== Recorded information
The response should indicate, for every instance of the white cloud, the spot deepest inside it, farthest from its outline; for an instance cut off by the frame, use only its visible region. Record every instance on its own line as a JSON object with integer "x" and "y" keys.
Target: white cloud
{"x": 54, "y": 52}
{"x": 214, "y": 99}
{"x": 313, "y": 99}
====
*Exercise instructions*: From the first line to the last, please quote the material above exactly.

*Answer to the task*:
The response should indicate, for every instance of the white cloud, the spot deepest inside it, farthest from its outline; for an instance cut off by the frame, use only its visible region. Record every instance on its own line as a JSON object with integer "x" and "y" keys.
Target: white cloud
{"x": 54, "y": 52}
{"x": 214, "y": 99}
{"x": 313, "y": 99}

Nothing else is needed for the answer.